Extract from the data every line that contains the word "photo", and copy each one in full.

(A run of records)
◆ ◆ ◆ ◆ ◆

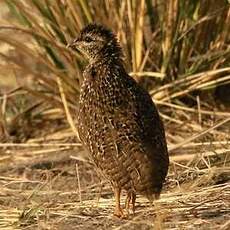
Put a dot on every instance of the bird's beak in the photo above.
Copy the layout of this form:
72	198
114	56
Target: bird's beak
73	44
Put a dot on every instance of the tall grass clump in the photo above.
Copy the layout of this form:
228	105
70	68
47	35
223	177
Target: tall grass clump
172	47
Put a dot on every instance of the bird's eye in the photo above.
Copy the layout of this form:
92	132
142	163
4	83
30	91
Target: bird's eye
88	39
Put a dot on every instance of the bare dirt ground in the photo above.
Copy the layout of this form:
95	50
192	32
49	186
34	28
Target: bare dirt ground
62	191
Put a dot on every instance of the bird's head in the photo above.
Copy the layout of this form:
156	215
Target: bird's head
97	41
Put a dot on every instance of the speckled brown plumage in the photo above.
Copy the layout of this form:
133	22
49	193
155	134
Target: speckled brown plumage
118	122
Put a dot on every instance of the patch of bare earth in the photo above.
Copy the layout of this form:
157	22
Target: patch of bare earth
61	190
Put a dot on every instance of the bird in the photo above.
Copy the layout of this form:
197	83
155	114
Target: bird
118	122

◆ ◆ ◆ ◆ ◆

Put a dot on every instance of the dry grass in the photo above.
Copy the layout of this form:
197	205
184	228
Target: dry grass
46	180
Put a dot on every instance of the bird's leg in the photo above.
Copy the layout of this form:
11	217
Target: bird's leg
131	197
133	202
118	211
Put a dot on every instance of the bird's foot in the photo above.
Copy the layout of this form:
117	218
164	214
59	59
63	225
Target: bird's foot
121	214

◆ ◆ ◆ ◆ ◆

- _Task solution_
Put a dot on every instance of the bird's beak in the photo above.
Put a dot on every instance of the tall grass clump in the photo above.
Put a dot on every instance of the bird's eye in the photo above.
Put a dot on every instance of the bare dirt ground in the photo above.
Put a dot on every instance of the bird's head in the photo above.
Put a dot on every instance of the speckled brown plumage in the photo above.
Put a dot on every instance of the patch of bare earth in the photo above.
Put a dot on every instance of the bird in the photo above.
Put a dot on every instance of the dry grass in the photo above.
Put a dot on every instance of the bird's leg in the photo above.
Put a dot on every instance of the bird's foot in the photo above.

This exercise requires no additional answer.